» **AIM OF THE TASK**
Copy the opening lines of the listing exactly, through and including the line with "# test: pointer drops one pin on the distant"; do not copy any pictures.

* * * * * * *

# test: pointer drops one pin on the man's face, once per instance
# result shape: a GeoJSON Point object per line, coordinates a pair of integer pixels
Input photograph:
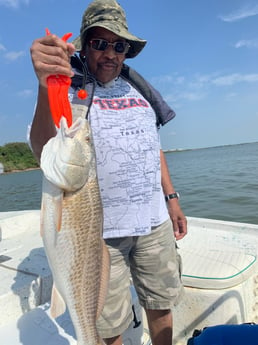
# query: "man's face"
{"type": "Point", "coordinates": [104, 65]}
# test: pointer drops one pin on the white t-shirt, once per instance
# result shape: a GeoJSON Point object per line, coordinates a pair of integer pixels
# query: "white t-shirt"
{"type": "Point", "coordinates": [127, 147]}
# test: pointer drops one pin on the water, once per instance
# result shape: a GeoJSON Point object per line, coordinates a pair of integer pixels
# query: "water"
{"type": "Point", "coordinates": [217, 183]}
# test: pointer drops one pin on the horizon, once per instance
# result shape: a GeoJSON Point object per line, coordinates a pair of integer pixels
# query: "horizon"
{"type": "Point", "coordinates": [201, 56]}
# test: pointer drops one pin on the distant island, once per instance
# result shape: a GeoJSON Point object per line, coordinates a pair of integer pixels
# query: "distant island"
{"type": "Point", "coordinates": [16, 157]}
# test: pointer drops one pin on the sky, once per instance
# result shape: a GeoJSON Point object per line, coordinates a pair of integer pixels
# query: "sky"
{"type": "Point", "coordinates": [201, 55]}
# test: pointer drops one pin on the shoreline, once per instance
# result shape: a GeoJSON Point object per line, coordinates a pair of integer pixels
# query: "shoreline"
{"type": "Point", "coordinates": [17, 171]}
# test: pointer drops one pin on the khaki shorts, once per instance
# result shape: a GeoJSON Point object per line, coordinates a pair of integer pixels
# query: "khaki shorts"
{"type": "Point", "coordinates": [155, 267]}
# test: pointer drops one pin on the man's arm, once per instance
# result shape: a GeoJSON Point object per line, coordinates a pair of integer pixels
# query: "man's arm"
{"type": "Point", "coordinates": [49, 55]}
{"type": "Point", "coordinates": [42, 128]}
{"type": "Point", "coordinates": [176, 214]}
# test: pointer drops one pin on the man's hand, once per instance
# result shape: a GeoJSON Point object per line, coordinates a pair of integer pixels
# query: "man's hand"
{"type": "Point", "coordinates": [51, 55]}
{"type": "Point", "coordinates": [178, 219]}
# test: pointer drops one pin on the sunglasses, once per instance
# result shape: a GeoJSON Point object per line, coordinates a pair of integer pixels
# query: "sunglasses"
{"type": "Point", "coordinates": [119, 47]}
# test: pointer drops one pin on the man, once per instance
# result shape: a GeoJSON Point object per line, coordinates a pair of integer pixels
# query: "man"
{"type": "Point", "coordinates": [140, 227]}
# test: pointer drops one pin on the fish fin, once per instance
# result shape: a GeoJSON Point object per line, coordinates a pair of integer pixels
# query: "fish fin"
{"type": "Point", "coordinates": [58, 305]}
{"type": "Point", "coordinates": [41, 220]}
{"type": "Point", "coordinates": [59, 209]}
{"type": "Point", "coordinates": [104, 278]}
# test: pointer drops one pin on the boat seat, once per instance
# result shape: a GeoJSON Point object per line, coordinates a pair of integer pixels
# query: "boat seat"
{"type": "Point", "coordinates": [215, 269]}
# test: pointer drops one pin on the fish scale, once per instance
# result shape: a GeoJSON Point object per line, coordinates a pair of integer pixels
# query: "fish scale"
{"type": "Point", "coordinates": [71, 226]}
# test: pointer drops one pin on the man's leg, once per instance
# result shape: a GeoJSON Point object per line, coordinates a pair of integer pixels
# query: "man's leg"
{"type": "Point", "coordinates": [160, 326]}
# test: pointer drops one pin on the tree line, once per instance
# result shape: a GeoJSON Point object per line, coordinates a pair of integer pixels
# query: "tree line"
{"type": "Point", "coordinates": [17, 156]}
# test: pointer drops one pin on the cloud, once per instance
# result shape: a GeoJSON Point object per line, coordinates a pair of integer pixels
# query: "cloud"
{"type": "Point", "coordinates": [12, 56]}
{"type": "Point", "coordinates": [242, 13]}
{"type": "Point", "coordinates": [14, 3]}
{"type": "Point", "coordinates": [247, 44]}
{"type": "Point", "coordinates": [26, 93]}
{"type": "Point", "coordinates": [234, 78]}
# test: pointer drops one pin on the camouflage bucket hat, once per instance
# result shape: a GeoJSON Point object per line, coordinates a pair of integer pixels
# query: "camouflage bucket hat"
{"type": "Point", "coordinates": [109, 15]}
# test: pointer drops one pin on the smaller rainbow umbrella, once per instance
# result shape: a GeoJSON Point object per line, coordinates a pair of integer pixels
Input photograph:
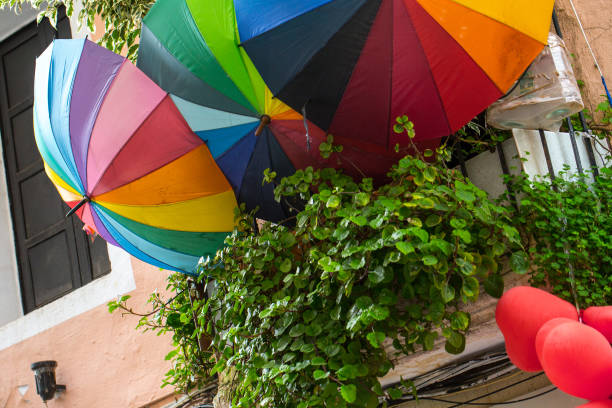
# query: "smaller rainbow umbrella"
{"type": "Point", "coordinates": [190, 49]}
{"type": "Point", "coordinates": [356, 65]}
{"type": "Point", "coordinates": [124, 158]}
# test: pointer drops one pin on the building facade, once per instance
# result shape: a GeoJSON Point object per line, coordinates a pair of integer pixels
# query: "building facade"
{"type": "Point", "coordinates": [101, 359]}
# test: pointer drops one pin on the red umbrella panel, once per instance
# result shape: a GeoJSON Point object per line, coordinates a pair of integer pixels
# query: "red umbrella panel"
{"type": "Point", "coordinates": [116, 144]}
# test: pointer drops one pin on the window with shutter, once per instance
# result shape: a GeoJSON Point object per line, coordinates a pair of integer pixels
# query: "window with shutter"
{"type": "Point", "coordinates": [54, 255]}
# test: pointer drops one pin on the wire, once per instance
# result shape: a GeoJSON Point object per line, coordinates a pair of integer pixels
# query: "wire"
{"type": "Point", "coordinates": [603, 80]}
{"type": "Point", "coordinates": [471, 402]}
{"type": "Point", "coordinates": [488, 404]}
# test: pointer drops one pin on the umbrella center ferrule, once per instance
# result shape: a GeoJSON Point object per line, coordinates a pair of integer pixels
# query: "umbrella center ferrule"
{"type": "Point", "coordinates": [81, 203]}
{"type": "Point", "coordinates": [264, 121]}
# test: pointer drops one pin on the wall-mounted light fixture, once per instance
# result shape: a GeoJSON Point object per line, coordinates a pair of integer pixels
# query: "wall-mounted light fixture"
{"type": "Point", "coordinates": [44, 374]}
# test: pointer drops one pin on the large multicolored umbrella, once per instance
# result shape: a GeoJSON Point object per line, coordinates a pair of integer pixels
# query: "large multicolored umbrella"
{"type": "Point", "coordinates": [355, 65]}
{"type": "Point", "coordinates": [115, 144]}
{"type": "Point", "coordinates": [190, 49]}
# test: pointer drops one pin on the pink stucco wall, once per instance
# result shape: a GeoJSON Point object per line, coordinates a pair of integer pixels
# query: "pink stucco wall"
{"type": "Point", "coordinates": [596, 16]}
{"type": "Point", "coordinates": [102, 359]}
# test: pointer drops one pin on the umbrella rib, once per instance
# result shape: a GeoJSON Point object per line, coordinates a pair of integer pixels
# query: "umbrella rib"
{"type": "Point", "coordinates": [127, 142]}
{"type": "Point", "coordinates": [429, 69]}
{"type": "Point", "coordinates": [470, 56]}
{"type": "Point", "coordinates": [497, 20]}
{"type": "Point", "coordinates": [86, 186]}
{"type": "Point", "coordinates": [110, 228]}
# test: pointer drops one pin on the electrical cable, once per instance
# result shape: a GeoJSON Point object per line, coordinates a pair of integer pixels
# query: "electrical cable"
{"type": "Point", "coordinates": [471, 401]}
{"type": "Point", "coordinates": [603, 80]}
{"type": "Point", "coordinates": [488, 404]}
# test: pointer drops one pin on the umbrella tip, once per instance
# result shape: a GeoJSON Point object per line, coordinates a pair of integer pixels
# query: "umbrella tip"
{"type": "Point", "coordinates": [264, 121]}
{"type": "Point", "coordinates": [79, 205]}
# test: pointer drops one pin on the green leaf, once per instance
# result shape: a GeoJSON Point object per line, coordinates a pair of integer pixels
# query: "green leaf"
{"type": "Point", "coordinates": [171, 355]}
{"type": "Point", "coordinates": [448, 293]}
{"type": "Point", "coordinates": [470, 287]}
{"type": "Point", "coordinates": [376, 338]}
{"type": "Point", "coordinates": [430, 260]}
{"type": "Point", "coordinates": [285, 266]}
{"type": "Point", "coordinates": [433, 220]}
{"type": "Point", "coordinates": [379, 312]}
{"type": "Point", "coordinates": [404, 247]}
{"type": "Point", "coordinates": [318, 361]}
{"type": "Point", "coordinates": [360, 220]}
{"type": "Point", "coordinates": [362, 199]}
{"type": "Point", "coordinates": [333, 201]}
{"type": "Point", "coordinates": [377, 275]}
{"type": "Point", "coordinates": [297, 330]}
{"type": "Point", "coordinates": [313, 330]}
{"type": "Point", "coordinates": [309, 315]}
{"type": "Point", "coordinates": [287, 239]}
{"type": "Point", "coordinates": [349, 393]}
{"type": "Point", "coordinates": [443, 246]}
{"type": "Point", "coordinates": [519, 261]}
{"type": "Point", "coordinates": [430, 174]}
{"type": "Point", "coordinates": [464, 235]}
{"type": "Point", "coordinates": [460, 321]}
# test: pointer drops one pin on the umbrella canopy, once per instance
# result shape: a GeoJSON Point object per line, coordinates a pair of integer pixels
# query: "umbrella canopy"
{"type": "Point", "coordinates": [355, 65]}
{"type": "Point", "coordinates": [111, 139]}
{"type": "Point", "coordinates": [190, 49]}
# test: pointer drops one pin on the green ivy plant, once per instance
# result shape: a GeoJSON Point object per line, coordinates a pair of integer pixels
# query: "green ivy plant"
{"type": "Point", "coordinates": [122, 19]}
{"type": "Point", "coordinates": [567, 224]}
{"type": "Point", "coordinates": [312, 311]}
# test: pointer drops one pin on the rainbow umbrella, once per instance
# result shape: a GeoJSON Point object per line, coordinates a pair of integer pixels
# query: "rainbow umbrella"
{"type": "Point", "coordinates": [355, 65]}
{"type": "Point", "coordinates": [123, 157]}
{"type": "Point", "coordinates": [190, 49]}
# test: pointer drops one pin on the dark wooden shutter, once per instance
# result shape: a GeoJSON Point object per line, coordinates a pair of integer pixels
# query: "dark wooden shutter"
{"type": "Point", "coordinates": [54, 255]}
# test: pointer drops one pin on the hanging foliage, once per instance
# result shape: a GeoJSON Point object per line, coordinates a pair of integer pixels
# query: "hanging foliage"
{"type": "Point", "coordinates": [122, 19]}
{"type": "Point", "coordinates": [313, 312]}
{"type": "Point", "coordinates": [567, 224]}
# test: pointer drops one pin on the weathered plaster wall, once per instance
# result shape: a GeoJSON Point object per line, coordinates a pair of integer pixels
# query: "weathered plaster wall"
{"type": "Point", "coordinates": [596, 16]}
{"type": "Point", "coordinates": [101, 358]}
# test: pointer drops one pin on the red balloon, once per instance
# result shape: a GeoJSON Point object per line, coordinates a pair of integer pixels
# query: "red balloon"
{"type": "Point", "coordinates": [520, 313]}
{"type": "Point", "coordinates": [576, 358]}
{"type": "Point", "coordinates": [599, 318]}
{"type": "Point", "coordinates": [597, 404]}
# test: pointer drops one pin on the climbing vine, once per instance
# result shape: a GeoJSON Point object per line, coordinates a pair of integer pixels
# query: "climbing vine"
{"type": "Point", "coordinates": [122, 19]}
{"type": "Point", "coordinates": [567, 224]}
{"type": "Point", "coordinates": [313, 311]}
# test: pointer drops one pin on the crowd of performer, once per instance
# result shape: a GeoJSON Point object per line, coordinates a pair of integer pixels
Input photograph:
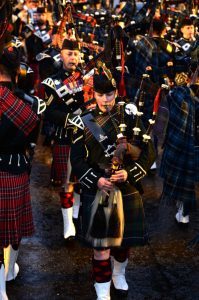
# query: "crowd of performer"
{"type": "Point", "coordinates": [105, 82]}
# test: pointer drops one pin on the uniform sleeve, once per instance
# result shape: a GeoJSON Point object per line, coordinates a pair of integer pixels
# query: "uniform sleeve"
{"type": "Point", "coordinates": [87, 176]}
{"type": "Point", "coordinates": [56, 110]}
{"type": "Point", "coordinates": [138, 169]}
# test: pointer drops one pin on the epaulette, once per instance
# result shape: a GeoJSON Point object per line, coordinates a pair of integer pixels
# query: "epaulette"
{"type": "Point", "coordinates": [49, 82]}
{"type": "Point", "coordinates": [76, 121]}
{"type": "Point", "coordinates": [130, 109]}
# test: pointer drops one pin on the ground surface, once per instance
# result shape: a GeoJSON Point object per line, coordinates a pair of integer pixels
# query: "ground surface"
{"type": "Point", "coordinates": [53, 269]}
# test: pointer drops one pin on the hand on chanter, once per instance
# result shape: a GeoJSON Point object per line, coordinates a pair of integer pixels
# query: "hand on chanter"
{"type": "Point", "coordinates": [119, 176]}
{"type": "Point", "coordinates": [104, 184]}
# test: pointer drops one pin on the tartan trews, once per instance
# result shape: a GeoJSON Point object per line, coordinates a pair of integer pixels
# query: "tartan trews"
{"type": "Point", "coordinates": [15, 208]}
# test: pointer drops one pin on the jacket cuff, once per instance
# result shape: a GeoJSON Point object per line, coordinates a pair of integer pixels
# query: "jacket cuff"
{"type": "Point", "coordinates": [136, 172]}
{"type": "Point", "coordinates": [89, 179]}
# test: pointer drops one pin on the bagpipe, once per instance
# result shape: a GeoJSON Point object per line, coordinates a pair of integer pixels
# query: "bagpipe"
{"type": "Point", "coordinates": [76, 80]}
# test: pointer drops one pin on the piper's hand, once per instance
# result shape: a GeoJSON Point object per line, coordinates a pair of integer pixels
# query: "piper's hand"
{"type": "Point", "coordinates": [119, 176]}
{"type": "Point", "coordinates": [134, 151]}
{"type": "Point", "coordinates": [104, 184]}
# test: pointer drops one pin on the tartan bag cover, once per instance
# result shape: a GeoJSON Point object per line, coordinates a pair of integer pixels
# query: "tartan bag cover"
{"type": "Point", "coordinates": [19, 113]}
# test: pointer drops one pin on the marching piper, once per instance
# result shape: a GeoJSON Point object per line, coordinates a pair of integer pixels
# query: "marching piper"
{"type": "Point", "coordinates": [63, 99]}
{"type": "Point", "coordinates": [18, 119]}
{"type": "Point", "coordinates": [110, 167]}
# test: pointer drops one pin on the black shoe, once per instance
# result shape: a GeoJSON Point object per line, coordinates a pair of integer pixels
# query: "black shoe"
{"type": "Point", "coordinates": [120, 293]}
{"type": "Point", "coordinates": [182, 226]}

* * * * * * *

» **OUTPUT BELOW**
# test: pointer drops one pin on the man's face, once per instance
# result shape: a GeoJSON Point object per line, coordinates a pair of integer pixels
Input photograph:
# query: "man's face"
{"type": "Point", "coordinates": [104, 65]}
# test: pointer drops one pin on the white t-shirt, once per instance
# result shape: a GeoJSON Point object per line, coordinates a pair of integer pixels
# query: "white t-shirt"
{"type": "Point", "coordinates": [127, 147]}
# test: pointer drops one pin on the water, once per instance
# result shape: a GeoJSON Point object per line, coordinates a pair of integer pixels
# query: "water"
{"type": "Point", "coordinates": [217, 183]}
# test: pointer drops one pin on the horizon, once per instance
# result shape: a GeoJSON Point object per line, coordinates a pair of integer pixels
# query: "horizon"
{"type": "Point", "coordinates": [201, 56]}
# test: pointer drops one pin on the distant island, once per instance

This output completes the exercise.